**Ausgangstext**:
Befassen sich Medien oder öffentliche Diskussionen mit dem Irak, geht es oft um Krieg, Islamismus, Terror oder Verfolgung. Die Themenfelder sind größtenteils abgesteckt. Es sei so, als gebe es dort nur Männer, schreibt die irakische Autorin Chalat Saeed. „Frauen sind unsichtbar. Frauenrechte gibt es nicht. Frauen sind nicht etwa Bürger zweiter Klasse – nein, sie sind nicht bessergestellt als Haustiere“, schildert sie in ihrem Buch „Ich wähle die Freiheit: Wie ich Zwangsehe und Unterdrückung überlebte und neue Hoffnung fand“. Dieses ist kürzlich im Adeo-Verlag erschienen.
Mit dem Werk will Saeed gemeinsam mit Martin Redies dem Leser ein Fenster öffnen und ihn hineinschauen lassen in ihr irakisches Leben „wie in ein Nachbarhaus, dessen Fenster normalerweise fest von innen verschlossen ist“. Und so erzählt sie von einem Leben als quasi unsichtbare Frau im Irak. Sie stammt aus einer kurdischen Familie, ihr geliebter Vater verstarb zeitig. Früh wurde sie aus der Schule genommen, als Vierzehnjährige musste sie einen älteren Mann heiraten – ein radikaler Muslim mit Verbindungen zur Terrorgruppe „Islamischer Staat“. Er misshandelte sie und sperrte sie ein.
Scheidung wegen häuslicher Gewalt erst in Deutschland
Das Paar bekommt zwei Töchter. Weil sie ihre Kinder nicht verlieren will, erwägt Saeed erst keine Trennung. Doch ihr Lebensweg wendet sich, und so wird aus dem unterdrückten Mädchen eine mutige Mutter. Später lässt sie sich in Deutschland von ihrem Mann wegen häuslicher Gewalt scheiden.
Saeed kommt zum Glauben an Jesus. Diese Entwicklung reißt die Autorin in dem Buch an. Doch leider erfährt der Leser über ihren Weg zum christlichen Glauben nur wenig. Zudem wäre es spannend gewesen, mehr über ihre Flucht aus dem Irak zu lesen. Die Autorin kündigt an, dass ihre Tochter Nigin über diese Erlebnisse ein eigenes Buch schreiben will.

**Bereitgestelltes Material**:

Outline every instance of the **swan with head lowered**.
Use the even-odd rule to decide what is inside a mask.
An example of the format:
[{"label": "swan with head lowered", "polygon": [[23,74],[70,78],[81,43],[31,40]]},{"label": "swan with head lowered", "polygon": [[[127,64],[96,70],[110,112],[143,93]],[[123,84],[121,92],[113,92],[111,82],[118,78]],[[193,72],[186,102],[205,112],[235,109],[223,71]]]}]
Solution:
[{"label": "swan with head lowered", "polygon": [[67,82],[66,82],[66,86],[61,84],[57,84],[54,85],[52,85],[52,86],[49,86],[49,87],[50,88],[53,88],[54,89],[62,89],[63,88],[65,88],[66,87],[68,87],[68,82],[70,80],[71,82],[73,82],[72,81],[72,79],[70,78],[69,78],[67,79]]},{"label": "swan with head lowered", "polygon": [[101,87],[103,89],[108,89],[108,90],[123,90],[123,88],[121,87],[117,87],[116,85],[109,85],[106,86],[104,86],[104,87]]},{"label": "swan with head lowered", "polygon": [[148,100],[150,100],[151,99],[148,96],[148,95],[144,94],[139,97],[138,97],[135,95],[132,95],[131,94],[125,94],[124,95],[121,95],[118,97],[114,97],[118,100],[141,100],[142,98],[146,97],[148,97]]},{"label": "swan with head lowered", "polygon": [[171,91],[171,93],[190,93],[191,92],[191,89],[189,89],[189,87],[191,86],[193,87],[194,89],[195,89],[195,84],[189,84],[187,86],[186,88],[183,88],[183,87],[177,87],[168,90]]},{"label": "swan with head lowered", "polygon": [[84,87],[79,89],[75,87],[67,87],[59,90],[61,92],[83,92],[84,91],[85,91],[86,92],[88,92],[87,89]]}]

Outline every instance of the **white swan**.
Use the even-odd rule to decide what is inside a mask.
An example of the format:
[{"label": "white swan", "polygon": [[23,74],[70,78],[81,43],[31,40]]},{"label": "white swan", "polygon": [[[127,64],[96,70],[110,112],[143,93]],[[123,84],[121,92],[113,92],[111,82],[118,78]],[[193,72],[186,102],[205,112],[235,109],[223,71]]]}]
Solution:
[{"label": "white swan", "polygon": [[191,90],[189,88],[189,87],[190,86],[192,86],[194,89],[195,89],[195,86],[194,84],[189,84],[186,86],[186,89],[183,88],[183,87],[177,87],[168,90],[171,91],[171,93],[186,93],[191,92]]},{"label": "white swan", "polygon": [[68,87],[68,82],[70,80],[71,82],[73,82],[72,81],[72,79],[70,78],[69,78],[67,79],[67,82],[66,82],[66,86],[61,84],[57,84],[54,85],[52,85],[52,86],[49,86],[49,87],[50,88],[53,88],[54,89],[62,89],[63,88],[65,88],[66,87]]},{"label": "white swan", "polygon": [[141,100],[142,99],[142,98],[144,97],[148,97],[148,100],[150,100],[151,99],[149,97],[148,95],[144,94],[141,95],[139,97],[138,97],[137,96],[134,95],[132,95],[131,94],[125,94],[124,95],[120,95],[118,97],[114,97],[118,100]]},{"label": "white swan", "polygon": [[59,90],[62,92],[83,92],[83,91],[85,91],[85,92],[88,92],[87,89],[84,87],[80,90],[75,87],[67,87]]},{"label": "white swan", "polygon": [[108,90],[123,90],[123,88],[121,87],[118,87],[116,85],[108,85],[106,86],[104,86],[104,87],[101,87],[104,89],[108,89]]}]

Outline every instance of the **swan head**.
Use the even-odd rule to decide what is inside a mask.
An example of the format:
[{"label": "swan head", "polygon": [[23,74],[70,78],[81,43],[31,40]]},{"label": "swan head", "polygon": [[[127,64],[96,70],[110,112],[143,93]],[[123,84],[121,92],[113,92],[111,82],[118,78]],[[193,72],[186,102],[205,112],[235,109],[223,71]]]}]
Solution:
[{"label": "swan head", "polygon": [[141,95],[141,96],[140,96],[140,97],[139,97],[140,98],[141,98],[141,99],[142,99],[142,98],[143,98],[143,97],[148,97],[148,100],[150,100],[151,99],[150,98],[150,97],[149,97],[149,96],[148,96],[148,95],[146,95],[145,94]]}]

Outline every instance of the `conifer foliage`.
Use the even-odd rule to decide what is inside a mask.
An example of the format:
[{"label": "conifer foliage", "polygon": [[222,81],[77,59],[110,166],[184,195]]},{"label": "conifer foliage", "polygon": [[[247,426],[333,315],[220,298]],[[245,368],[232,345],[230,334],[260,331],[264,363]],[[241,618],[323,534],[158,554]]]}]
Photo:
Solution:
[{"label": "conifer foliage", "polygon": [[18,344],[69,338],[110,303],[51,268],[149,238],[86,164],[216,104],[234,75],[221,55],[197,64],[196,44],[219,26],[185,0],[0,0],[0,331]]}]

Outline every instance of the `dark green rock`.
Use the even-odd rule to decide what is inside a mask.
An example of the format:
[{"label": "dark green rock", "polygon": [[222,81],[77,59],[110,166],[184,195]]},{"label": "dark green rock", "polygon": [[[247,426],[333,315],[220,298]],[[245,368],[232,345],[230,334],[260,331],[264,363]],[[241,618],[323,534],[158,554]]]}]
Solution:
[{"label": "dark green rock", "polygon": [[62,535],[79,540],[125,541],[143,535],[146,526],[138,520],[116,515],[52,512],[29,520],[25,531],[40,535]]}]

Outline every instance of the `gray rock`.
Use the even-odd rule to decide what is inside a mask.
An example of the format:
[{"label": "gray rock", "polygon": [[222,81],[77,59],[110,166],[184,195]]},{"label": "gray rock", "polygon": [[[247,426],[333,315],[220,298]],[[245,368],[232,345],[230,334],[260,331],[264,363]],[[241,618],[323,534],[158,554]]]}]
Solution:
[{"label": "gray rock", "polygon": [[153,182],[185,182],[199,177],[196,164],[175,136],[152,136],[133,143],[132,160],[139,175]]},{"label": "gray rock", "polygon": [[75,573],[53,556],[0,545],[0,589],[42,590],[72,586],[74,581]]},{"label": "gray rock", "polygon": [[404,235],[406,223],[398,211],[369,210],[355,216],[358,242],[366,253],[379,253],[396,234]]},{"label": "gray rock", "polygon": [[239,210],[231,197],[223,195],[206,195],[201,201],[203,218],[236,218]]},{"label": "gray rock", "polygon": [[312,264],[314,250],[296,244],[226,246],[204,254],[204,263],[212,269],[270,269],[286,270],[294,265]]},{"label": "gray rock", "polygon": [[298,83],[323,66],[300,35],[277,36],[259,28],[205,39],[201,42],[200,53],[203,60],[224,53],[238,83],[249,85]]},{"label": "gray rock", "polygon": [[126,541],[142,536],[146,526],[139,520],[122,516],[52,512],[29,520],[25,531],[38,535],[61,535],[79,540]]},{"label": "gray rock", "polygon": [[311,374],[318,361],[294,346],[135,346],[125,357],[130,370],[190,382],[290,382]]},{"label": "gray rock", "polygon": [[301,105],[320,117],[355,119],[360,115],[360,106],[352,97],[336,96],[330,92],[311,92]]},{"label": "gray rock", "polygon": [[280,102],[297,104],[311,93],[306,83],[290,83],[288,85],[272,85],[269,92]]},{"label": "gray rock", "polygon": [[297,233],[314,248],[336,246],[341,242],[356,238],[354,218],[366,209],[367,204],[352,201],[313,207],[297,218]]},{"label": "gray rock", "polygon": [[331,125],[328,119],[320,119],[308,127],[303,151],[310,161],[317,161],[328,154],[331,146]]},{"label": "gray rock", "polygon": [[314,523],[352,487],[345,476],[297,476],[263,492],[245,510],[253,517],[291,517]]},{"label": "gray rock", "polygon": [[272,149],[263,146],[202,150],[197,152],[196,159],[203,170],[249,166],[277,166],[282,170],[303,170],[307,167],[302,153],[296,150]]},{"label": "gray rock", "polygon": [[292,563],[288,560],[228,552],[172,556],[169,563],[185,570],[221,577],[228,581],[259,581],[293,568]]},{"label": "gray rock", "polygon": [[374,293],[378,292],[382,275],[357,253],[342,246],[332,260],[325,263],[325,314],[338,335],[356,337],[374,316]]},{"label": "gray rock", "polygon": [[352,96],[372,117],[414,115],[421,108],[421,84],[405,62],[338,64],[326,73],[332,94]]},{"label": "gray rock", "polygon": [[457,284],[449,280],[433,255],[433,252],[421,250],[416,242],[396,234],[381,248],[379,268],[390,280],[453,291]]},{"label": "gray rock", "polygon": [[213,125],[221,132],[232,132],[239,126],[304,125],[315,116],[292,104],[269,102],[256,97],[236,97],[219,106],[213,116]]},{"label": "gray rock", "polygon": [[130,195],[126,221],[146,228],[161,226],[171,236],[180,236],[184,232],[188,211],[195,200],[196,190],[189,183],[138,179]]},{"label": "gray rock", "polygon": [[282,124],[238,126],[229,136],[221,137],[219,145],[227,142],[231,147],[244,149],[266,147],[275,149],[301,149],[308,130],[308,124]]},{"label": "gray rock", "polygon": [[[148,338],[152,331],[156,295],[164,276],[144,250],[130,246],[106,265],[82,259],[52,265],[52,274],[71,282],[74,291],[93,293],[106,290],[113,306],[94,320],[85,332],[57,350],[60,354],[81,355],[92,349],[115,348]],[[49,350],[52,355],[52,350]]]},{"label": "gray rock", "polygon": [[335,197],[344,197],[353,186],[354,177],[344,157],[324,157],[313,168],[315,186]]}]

**Aufgaben**:
**a.** In welchem Verlag ist laut Ausgangstext das Buch von Chalat Saeed erschienen?
**b.** Erkläre anhand des Ausgangstexts, warum Saeed eine Trennung von ihrem Mann zunächst nicht in Erwägung zog.
**c.** Formuliere im Ausgangstext alles von „Saeed kommt zum“ bis hinunter zu „Buch schreiben will.“ neu und setze dabei „Verfasserin“ an die Stelle von „Autorin“.
Die Zeilen sind hierfür ohne Belang.

**Lösungen**:
**a.** Im Adeo-Verlag.

**b.** Saeed wollte ihre Kinder nicht verlieren. Deshalb erwog sie eine Trennung zunächst nicht.

**c.**
Saeed kommt zum Glauben an Jesus. Diese Entwicklung reißt die Verfasserin in dem Buch an. Doch leider erfährt der Leser über ihren Weg zum christlichen Glauben nur wenig. Zudem wäre es spannend gewesen, mehr über ihre Flucht aus dem Irak zu lesen. Die Verfasserin kündigt an, dass ihre Tochter Nigin über diese Erlebnisse ein eigenes Buch schreiben will.